# [Goal]
Render every line of the entries below as a JSON list of strings, one string per line, leaving out blank lines.

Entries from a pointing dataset

* * * * * * *

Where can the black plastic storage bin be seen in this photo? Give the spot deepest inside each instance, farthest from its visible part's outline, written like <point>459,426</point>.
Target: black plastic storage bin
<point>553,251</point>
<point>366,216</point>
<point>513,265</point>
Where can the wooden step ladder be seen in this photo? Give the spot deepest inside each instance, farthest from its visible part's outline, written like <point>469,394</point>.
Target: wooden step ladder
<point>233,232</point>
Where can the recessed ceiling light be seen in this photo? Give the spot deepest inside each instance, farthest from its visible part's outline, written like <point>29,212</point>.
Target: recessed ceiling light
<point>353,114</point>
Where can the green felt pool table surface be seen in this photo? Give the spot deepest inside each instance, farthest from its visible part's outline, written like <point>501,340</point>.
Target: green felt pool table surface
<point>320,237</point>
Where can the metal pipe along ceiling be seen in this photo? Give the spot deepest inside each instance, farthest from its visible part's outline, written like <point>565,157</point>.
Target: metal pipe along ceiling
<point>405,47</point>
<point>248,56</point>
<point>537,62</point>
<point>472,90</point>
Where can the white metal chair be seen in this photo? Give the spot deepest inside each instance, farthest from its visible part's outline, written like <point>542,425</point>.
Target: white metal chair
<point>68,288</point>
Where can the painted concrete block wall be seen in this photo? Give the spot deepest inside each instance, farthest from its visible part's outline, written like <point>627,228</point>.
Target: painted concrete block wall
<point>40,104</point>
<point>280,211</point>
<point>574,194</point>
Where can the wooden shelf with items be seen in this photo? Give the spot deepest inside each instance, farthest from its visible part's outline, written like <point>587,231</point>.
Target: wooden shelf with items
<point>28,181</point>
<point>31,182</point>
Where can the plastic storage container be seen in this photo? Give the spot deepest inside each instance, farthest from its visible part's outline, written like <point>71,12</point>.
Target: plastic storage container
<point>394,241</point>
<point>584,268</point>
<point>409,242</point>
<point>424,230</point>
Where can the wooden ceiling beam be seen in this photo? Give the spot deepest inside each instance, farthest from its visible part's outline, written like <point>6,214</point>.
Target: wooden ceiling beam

* * * * * * *

# [Output of the exercise]
[
  "Where can the black plastic storage bin be seen in this photo? Give the spot deepest inside each instance, farthest from its visible part's outline, written like <point>459,426</point>.",
  "Target: black plastic storage bin",
  "<point>553,251</point>",
  "<point>366,216</point>",
  "<point>513,265</point>",
  "Where can the wooden step ladder be seen in this photo? Give the spot deepest inside each instance, farthest from its visible part's outline, written like <point>469,394</point>.",
  "Target: wooden step ladder",
  "<point>233,232</point>",
  "Where can the recessed ceiling light be seen in this photo? Give the spot deepest inside each instance, farthest from its visible part's outline, written like <point>29,212</point>.",
  "Target: recessed ceiling light",
  "<point>353,114</point>",
  "Where can the green felt pool table surface be seen in this photo? Give the spot deepest inside each instance, farthest from its visible part's outline, written like <point>501,340</point>.",
  "Target: green felt pool table surface",
  "<point>320,237</point>",
  "Where can the metal pipe along ceiling be seen in this photo? Give the spot deepest inside each instance, farthest from its visible part's outline, written like <point>565,157</point>.",
  "Target: metal pipe along ceiling",
  "<point>405,47</point>",
  "<point>248,56</point>",
  "<point>537,62</point>",
  "<point>472,90</point>",
  "Where can the white metal chair be seen in this photo? Give the spot deepest inside each instance, farthest from its visible part's outline, written like <point>542,425</point>.",
  "Target: white metal chair",
  "<point>68,288</point>",
  "Where can the painted concrete block wall be seen in this photo? Give the spot deepest inside each instance, farthest from its visible part's outline, written like <point>627,228</point>.",
  "Target: painted concrete block wall",
  "<point>40,104</point>",
  "<point>280,211</point>",
  "<point>574,194</point>",
  "Where can the wooden shelf with items be seen in this photo? Give the spot deepest inside each instance, farthest from its visible part's outline, written like <point>587,231</point>.",
  "Target: wooden shelf with items",
  "<point>28,181</point>",
  "<point>31,182</point>",
  "Where can the plastic storage container be seen in this photo? Give the spot deepest inside each instance, farthest from its visible part's outline, written like <point>71,12</point>.",
  "Target: plastic storage container",
  "<point>394,241</point>",
  "<point>584,268</point>",
  "<point>409,242</point>",
  "<point>424,230</point>",
  "Where can the wooden ceiling beam be seen in this photo? Give the spot deepest inside each instance, farthest from its visible part's outline, written like <point>6,214</point>.",
  "Target: wooden ceiling beam"
]